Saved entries

|---|

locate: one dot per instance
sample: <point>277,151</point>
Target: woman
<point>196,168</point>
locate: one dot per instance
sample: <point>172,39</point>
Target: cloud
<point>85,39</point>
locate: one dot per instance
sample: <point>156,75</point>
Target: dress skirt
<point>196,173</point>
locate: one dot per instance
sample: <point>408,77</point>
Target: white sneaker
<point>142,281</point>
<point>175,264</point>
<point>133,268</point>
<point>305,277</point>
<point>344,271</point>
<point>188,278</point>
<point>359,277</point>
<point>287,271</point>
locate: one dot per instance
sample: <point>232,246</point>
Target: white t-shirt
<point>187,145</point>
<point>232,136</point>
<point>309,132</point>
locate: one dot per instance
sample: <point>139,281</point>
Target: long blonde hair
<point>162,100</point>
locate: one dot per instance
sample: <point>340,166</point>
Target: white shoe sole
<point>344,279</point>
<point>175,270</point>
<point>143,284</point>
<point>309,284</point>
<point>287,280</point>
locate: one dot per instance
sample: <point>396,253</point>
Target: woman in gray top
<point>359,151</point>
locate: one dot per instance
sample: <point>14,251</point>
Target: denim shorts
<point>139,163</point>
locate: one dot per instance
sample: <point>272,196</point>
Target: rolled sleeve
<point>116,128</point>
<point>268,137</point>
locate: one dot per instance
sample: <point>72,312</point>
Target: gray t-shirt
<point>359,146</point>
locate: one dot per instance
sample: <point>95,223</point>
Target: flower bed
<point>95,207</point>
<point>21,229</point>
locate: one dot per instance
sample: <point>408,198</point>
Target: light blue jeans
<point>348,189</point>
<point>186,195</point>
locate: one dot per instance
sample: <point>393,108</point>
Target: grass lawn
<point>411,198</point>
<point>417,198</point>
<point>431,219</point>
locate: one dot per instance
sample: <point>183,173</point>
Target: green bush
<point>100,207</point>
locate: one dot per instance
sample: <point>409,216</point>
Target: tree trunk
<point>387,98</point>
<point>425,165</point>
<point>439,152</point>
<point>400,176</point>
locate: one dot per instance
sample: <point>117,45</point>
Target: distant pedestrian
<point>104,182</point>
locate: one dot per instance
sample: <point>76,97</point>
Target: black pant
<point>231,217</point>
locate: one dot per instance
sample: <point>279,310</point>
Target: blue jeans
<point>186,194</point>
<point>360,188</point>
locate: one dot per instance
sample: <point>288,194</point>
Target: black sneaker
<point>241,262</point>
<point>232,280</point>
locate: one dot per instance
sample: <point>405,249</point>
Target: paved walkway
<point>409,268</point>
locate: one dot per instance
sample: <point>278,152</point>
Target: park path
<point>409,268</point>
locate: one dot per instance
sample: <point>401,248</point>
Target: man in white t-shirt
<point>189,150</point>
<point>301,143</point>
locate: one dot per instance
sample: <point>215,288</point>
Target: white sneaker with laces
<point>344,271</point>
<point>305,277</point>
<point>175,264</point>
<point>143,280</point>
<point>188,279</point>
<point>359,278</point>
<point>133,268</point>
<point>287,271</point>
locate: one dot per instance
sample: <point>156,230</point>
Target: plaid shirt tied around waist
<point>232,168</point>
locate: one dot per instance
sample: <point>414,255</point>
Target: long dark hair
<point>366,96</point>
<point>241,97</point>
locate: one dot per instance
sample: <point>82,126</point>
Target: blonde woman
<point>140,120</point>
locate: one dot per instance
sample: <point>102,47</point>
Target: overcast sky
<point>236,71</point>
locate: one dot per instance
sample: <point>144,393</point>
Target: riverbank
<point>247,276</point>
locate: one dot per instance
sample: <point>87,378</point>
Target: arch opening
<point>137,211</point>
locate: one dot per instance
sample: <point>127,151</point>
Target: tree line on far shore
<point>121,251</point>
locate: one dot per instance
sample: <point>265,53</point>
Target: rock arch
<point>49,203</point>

|---|

**WHAT TO PRODUCE:**
Take the entries above and repeat them verbatim.

**SOLUTION:**
locate: one dot per instance
sample: <point>277,151</point>
Target: woman
<point>196,168</point>
locate: one dot per instance
sample: <point>172,39</point>
Target: cloud
<point>85,39</point>
locate: one dot per instance
sample: <point>156,75</point>
Target: dress skirt
<point>196,173</point>
locate: one dot per instance
sample: <point>408,77</point>
Target: white sneaker
<point>142,281</point>
<point>175,264</point>
<point>133,268</point>
<point>305,277</point>
<point>344,271</point>
<point>188,278</point>
<point>359,277</point>
<point>287,271</point>
locate: one dot per instance
sample: <point>232,246</point>
Target: white t-shirt
<point>187,145</point>
<point>232,136</point>
<point>309,132</point>
locate: one dot per instance
sample: <point>139,281</point>
Target: long blonde hair
<point>162,100</point>
locate: one dot per instance
sample: <point>340,166</point>
Target: white shoe sole
<point>344,279</point>
<point>175,270</point>
<point>143,284</point>
<point>309,284</point>
<point>287,280</point>
locate: one dot per instance
sample: <point>396,253</point>
Target: woman in gray top
<point>359,151</point>
locate: one dot per instance
sample: <point>14,251</point>
Target: denim shorts
<point>139,163</point>
locate: one dot per instance
sample: <point>272,196</point>
Target: rolled sleeve
<point>116,128</point>
<point>268,137</point>
locate: one dot per instance
sample: <point>72,312</point>
Target: gray t-shirt
<point>359,146</point>
locate: one dot per instance
sample: <point>95,223</point>
Target: flower bed
<point>95,207</point>
<point>21,229</point>
locate: one dot per instance
sample: <point>408,198</point>
Target: light blue jeans
<point>348,189</point>
<point>186,195</point>
locate: one dot per instance
sample: <point>393,108</point>
Target: grass lawn
<point>411,198</point>
<point>417,198</point>
<point>431,219</point>
locate: one dot per instance
sample: <point>183,173</point>
Target: green bush
<point>100,207</point>
locate: one dot per instance
sample: <point>409,216</point>
Target: tree trunk
<point>387,98</point>
<point>425,165</point>
<point>439,152</point>
<point>400,176</point>
locate: one dot per instance
sample: <point>117,45</point>
Target: distant pedestrian
<point>104,182</point>
locate: one dot per instance
sample: <point>76,97</point>
Target: black pant
<point>231,217</point>
locate: one dot per instance
sample: <point>279,310</point>
Target: blue jeans
<point>186,194</point>
<point>360,188</point>
locate: one dot per instance
sample: <point>288,194</point>
Target: black sneaker
<point>241,262</point>
<point>232,280</point>
locate: one dot per instance
sample: <point>405,249</point>
Target: paved walkway
<point>409,268</point>
locate: one dot per instance
sample: <point>278,152</point>
Target: park path
<point>409,268</point>
locate: one dot per instance
sample: <point>401,248</point>
Target: man in white t-shirt
<point>189,150</point>
<point>301,143</point>
locate: one dot per instance
sample: <point>215,288</point>
Target: white sneaker with laces
<point>344,271</point>
<point>305,277</point>
<point>175,264</point>
<point>143,280</point>
<point>188,279</point>
<point>359,278</point>
<point>133,268</point>
<point>287,271</point>
locate: one dot per instance
sample: <point>156,230</point>
Target: plaid shirt tied around waist
<point>232,168</point>
locate: one dot per instance
sample: <point>414,255</point>
Target: long dark hair
<point>366,96</point>
<point>241,97</point>
locate: one dot per instance
sample: <point>82,126</point>
Target: blonde woman
<point>140,120</point>
locate: one dot per instance
sample: <point>102,47</point>
Target: overcast sky
<point>236,71</point>
locate: one dot per instance
sample: <point>144,393</point>
Target: riverbank
<point>247,276</point>
locate: one dot per instance
sample: <point>87,378</point>
Target: arch opening
<point>137,211</point>
locate: one dot per instance
sample: <point>127,151</point>
Target: tree line on far shore
<point>121,251</point>
locate: one dot per instance
sample: <point>265,53</point>
Target: rock arch
<point>49,203</point>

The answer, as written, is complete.